DATA TO EXAMINE START
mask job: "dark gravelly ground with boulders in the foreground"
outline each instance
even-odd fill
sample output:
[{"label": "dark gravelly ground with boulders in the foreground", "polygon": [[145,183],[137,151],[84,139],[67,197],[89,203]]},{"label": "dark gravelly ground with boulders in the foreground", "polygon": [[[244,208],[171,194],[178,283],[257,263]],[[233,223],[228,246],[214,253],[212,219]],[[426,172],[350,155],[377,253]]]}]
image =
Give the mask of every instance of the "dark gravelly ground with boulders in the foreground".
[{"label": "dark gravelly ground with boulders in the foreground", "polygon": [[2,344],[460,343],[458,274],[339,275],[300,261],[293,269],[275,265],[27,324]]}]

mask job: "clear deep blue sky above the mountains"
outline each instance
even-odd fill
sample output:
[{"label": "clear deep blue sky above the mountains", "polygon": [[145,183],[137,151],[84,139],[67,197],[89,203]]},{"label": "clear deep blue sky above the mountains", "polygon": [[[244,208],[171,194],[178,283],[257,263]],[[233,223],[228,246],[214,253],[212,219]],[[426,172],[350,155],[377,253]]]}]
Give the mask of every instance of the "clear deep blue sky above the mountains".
DATA TO EXAMINE END
DATA TO EXAMINE START
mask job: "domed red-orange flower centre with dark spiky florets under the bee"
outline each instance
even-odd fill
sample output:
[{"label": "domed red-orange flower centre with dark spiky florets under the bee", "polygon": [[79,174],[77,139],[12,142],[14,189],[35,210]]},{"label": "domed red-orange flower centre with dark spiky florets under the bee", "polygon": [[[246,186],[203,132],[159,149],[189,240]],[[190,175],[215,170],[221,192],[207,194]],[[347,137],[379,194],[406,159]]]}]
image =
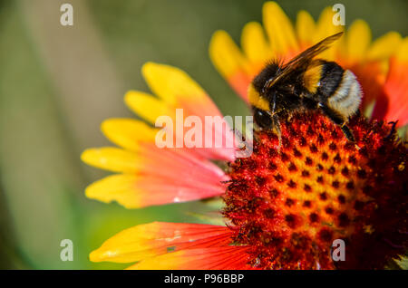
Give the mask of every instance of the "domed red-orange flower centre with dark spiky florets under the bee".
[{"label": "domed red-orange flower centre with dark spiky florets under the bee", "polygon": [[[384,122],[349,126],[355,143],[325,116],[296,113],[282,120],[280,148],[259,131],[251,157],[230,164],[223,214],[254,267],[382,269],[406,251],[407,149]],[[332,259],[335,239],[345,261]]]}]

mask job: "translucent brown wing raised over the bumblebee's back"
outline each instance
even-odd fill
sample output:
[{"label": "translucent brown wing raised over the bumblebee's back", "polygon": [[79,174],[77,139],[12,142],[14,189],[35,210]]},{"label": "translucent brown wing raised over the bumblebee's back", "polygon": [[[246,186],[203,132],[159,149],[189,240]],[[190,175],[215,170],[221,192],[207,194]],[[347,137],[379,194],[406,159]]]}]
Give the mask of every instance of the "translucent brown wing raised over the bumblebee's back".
DATA TO EXAMINE END
DATA TO EXAMINE START
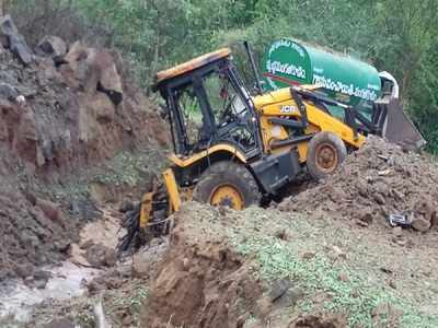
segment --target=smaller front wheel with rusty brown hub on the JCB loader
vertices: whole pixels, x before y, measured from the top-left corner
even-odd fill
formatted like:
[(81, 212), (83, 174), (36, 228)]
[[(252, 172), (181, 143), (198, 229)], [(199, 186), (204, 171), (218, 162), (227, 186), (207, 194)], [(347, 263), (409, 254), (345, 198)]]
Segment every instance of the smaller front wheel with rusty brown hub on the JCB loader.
DATA TO EXAMINE END
What is asked for is an exact copy of the lines above from the one containing "segment --target=smaller front" through the one containing "[(81, 212), (83, 174), (36, 228)]", and only those.

segment --target=smaller front wheel with rusty brown hub on the JCB loader
vertices: whole pixels, x before y, measured from the top-left corner
even-odd fill
formatted like:
[(81, 212), (83, 174), (36, 228)]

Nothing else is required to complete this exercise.